[Object point labels]

══════════

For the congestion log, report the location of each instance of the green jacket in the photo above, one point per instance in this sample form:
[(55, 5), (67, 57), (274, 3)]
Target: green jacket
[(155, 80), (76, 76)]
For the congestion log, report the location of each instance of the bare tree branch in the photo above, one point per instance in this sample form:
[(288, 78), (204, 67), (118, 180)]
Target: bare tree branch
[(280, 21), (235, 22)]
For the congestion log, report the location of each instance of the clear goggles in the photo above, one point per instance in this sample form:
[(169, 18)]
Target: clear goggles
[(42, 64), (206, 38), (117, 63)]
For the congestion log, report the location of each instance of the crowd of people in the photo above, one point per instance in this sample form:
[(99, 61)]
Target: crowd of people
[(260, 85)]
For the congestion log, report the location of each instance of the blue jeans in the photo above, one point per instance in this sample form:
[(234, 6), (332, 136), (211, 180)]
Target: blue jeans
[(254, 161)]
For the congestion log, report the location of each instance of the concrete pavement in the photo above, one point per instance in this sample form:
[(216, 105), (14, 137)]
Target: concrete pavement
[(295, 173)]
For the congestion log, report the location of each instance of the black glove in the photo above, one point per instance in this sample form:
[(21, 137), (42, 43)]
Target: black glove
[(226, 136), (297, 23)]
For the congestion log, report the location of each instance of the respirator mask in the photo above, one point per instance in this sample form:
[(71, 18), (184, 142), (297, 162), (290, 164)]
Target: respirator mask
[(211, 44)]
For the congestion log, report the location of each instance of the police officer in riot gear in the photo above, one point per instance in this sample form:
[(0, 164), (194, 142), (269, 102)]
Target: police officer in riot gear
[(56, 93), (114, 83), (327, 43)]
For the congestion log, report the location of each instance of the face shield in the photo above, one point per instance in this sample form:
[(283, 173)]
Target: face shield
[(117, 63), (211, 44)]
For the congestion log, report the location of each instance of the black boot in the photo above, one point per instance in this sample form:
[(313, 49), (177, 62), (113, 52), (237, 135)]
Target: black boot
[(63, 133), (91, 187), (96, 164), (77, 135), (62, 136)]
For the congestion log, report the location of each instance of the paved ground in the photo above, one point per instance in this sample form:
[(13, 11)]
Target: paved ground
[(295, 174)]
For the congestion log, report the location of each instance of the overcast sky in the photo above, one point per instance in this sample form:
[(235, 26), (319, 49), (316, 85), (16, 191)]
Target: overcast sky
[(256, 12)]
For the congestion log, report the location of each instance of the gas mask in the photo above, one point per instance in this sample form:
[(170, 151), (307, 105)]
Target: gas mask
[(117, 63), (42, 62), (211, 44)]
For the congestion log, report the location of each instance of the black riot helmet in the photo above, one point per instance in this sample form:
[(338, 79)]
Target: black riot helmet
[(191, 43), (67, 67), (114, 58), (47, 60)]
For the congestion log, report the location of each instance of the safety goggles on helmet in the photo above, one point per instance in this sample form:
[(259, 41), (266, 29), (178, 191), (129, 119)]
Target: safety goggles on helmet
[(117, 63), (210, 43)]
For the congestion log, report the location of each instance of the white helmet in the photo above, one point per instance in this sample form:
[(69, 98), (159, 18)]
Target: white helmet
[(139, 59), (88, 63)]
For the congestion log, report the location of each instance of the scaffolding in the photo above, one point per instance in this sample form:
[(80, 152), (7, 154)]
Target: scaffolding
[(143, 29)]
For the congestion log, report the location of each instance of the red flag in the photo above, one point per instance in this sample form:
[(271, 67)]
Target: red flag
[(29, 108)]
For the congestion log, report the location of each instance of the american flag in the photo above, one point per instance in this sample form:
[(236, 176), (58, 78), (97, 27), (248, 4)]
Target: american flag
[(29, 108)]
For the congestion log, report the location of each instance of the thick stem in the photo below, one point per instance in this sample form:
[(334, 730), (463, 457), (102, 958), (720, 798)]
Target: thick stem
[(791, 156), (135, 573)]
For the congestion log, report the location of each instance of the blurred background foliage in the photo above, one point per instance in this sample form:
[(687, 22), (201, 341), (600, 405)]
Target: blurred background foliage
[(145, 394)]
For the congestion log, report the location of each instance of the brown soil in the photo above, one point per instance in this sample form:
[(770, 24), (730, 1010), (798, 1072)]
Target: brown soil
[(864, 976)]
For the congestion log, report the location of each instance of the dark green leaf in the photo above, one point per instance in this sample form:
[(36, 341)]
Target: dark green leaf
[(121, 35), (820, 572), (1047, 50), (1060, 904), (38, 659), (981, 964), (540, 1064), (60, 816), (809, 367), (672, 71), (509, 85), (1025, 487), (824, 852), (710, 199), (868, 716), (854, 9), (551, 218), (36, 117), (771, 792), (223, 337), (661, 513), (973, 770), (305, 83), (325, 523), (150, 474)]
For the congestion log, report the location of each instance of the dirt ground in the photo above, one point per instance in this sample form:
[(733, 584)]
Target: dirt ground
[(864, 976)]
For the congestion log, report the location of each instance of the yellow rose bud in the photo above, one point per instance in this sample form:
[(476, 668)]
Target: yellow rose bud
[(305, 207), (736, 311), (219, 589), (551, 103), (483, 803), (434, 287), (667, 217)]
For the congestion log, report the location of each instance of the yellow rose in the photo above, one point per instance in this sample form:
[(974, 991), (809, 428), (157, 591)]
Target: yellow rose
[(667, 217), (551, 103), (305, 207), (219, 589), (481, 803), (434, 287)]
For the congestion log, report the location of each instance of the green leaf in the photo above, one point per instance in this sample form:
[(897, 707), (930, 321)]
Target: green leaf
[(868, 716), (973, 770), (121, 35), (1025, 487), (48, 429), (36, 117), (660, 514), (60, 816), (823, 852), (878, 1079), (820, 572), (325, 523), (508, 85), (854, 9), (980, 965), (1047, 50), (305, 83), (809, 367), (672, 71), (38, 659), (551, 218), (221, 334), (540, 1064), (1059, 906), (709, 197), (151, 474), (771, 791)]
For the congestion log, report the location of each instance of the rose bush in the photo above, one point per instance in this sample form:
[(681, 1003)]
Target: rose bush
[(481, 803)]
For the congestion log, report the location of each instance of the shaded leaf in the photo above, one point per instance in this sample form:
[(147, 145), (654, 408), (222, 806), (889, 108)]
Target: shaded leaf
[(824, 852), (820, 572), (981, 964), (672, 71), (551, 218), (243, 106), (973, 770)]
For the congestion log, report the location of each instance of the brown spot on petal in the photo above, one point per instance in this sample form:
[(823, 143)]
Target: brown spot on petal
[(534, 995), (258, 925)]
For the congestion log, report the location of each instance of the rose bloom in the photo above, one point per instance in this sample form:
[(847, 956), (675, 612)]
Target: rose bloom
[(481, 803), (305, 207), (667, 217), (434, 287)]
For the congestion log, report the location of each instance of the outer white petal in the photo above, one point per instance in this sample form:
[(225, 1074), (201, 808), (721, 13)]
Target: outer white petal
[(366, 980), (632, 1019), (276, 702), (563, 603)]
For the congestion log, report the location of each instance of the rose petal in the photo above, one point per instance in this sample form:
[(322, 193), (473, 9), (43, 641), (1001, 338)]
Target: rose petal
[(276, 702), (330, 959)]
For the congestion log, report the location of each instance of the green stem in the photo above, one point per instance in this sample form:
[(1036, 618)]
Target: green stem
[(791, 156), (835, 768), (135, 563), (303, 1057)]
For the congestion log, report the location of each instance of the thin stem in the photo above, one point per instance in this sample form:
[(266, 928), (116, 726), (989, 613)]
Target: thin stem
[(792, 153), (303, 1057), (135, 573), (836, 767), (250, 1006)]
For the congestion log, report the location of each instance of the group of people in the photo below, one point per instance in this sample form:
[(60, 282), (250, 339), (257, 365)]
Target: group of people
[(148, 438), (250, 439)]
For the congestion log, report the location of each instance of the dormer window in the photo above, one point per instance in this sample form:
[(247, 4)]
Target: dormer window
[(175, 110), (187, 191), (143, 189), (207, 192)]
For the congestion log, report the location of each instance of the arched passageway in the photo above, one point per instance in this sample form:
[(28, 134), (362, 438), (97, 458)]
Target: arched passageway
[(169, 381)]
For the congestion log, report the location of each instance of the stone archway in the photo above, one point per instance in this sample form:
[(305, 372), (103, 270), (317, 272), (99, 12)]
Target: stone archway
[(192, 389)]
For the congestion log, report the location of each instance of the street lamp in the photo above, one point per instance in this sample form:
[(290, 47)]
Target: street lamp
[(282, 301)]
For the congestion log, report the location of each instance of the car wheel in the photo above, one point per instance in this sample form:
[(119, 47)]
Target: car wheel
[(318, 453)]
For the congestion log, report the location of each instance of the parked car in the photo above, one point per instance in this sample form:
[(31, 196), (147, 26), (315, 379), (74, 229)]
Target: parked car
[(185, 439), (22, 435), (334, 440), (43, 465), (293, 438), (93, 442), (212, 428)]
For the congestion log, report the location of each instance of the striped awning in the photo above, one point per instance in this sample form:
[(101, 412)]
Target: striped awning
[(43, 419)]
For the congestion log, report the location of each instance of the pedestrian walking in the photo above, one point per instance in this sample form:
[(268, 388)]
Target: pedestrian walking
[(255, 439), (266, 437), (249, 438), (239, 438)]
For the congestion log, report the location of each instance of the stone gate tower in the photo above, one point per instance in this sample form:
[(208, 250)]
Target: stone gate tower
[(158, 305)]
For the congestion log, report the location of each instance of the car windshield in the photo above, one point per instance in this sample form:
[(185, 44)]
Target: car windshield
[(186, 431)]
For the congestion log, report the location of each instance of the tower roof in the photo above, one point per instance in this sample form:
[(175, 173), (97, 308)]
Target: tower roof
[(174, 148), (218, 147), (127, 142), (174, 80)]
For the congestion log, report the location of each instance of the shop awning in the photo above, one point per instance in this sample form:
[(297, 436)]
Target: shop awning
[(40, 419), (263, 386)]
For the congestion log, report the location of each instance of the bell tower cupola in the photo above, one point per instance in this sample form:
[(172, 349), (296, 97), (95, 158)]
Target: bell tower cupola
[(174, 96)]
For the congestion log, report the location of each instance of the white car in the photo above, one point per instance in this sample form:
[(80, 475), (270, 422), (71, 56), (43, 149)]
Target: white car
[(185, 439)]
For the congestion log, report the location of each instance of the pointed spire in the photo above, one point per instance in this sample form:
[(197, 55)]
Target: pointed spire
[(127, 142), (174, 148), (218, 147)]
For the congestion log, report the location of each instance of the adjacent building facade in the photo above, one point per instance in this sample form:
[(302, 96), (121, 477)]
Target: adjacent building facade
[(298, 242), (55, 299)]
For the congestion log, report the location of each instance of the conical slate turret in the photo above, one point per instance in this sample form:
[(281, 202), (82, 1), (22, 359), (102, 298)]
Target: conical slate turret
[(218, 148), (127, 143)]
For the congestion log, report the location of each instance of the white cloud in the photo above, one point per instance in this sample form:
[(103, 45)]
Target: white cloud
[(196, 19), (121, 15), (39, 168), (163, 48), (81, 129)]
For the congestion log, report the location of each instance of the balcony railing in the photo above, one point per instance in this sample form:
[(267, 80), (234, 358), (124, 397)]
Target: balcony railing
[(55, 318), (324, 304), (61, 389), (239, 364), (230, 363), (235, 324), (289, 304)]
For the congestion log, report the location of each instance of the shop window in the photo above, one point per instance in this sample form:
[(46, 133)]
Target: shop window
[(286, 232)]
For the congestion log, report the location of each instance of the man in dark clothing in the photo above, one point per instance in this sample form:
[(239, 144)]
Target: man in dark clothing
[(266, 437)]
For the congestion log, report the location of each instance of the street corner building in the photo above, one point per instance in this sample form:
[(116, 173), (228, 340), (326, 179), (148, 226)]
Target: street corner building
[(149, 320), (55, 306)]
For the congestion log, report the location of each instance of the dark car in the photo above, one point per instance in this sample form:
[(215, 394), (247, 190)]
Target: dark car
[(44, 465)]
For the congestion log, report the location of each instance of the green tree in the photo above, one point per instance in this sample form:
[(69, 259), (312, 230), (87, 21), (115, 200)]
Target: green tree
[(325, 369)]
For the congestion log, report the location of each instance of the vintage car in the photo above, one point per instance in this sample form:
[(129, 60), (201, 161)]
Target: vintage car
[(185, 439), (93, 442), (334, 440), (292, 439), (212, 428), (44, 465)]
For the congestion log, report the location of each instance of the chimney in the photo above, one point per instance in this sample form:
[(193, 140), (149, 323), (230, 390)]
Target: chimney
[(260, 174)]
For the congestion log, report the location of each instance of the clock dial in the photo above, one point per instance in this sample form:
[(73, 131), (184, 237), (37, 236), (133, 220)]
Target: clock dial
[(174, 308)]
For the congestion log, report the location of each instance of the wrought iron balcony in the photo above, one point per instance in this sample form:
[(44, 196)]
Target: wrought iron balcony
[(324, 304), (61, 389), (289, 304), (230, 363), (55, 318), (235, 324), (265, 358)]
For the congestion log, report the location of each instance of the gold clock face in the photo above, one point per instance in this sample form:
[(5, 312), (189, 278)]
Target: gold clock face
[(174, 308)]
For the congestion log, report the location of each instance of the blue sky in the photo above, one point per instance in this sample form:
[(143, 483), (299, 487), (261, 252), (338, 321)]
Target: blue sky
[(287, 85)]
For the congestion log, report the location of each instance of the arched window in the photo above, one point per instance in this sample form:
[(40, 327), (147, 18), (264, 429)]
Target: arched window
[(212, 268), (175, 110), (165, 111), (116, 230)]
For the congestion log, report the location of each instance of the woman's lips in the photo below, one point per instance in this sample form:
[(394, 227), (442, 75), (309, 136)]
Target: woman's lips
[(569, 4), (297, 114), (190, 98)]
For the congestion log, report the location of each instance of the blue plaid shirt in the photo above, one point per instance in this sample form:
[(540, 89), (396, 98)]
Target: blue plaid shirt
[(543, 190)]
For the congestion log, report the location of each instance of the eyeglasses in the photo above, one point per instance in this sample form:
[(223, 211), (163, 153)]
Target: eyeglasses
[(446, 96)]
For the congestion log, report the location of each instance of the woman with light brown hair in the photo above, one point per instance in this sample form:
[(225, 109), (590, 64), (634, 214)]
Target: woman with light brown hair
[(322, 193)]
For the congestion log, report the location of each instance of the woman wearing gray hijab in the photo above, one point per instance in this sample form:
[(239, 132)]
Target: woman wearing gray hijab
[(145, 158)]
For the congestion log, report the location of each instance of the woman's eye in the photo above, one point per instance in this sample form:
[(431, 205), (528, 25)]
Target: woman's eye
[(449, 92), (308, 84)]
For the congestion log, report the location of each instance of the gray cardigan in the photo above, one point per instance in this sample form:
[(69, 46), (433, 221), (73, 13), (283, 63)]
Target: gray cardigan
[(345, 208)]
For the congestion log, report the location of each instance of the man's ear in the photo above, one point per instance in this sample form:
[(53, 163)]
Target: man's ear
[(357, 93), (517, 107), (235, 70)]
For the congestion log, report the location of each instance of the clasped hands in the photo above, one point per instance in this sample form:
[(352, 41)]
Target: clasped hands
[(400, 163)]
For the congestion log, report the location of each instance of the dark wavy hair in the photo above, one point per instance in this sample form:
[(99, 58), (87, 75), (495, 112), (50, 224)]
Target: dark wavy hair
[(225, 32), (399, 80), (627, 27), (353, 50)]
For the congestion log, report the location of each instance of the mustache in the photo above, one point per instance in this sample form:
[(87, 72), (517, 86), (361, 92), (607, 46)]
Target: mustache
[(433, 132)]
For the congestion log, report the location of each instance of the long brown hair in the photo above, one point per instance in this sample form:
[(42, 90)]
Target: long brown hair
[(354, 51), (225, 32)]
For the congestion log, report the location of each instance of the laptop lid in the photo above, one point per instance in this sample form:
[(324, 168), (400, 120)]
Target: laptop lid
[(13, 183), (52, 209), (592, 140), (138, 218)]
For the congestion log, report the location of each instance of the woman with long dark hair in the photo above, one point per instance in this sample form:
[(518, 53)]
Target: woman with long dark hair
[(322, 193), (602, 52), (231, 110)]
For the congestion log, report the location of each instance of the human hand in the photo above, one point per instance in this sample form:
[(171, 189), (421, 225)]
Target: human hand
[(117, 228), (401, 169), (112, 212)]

══════════

SET PROBLEM → Please reproduce the material above, starting at the line that contains "of the tower" and ending at the line that contains "[(196, 19), (121, 15), (39, 168), (163, 48), (81, 129)]", with both of those lines included.

WRITTEN SOLUTION →
For the congestion log, report the location of each instance of the tower roof in the photo above, one point per instance in this sample form:
[(175, 173), (97, 308)]
Target: tower roof
[(174, 148), (218, 147), (127, 142), (174, 80)]
For the congestion log, report the location of each instance of the shop awning in the photo above, one point per instance in this sample form:
[(297, 436)]
Target: shop awning
[(40, 419), (263, 386)]
For the congestion log, report the location of each instance of the bell tower cupola in the photo above, one point per instance in this sample form:
[(172, 349), (296, 97), (95, 158)]
Target: bell tower cupola
[(174, 96)]
For the congestion log, report the location of each instance of the white car in the photo above, one point per instance in this sample form:
[(80, 475), (270, 422), (71, 56), (43, 149)]
Target: white car
[(185, 439)]
For the congestion log, report the location of each instance of the pointed spire in the photo above, one point per instance in this sample form:
[(197, 55)]
Target: pointed spire
[(127, 142), (174, 148), (218, 147)]
For the congestion log, report the location of each instance of the adjacent building facade in the photo above, one point per instance in this sample form:
[(302, 96), (121, 477)]
Target: adjacent building facade
[(298, 242), (55, 299)]
For the congestion log, report the location of each instance of the conical slate turret in the photo above, one point per instance in this sample form:
[(281, 202), (82, 1), (22, 359), (102, 298)]
Target: conical slate turret
[(218, 148), (127, 143)]
For the congestion log, report the location of each instance of the white cloud in the photo above, one point per instance in this sample form:
[(103, 45)]
Target: white cloud
[(196, 19), (121, 15), (39, 168), (163, 48), (81, 129)]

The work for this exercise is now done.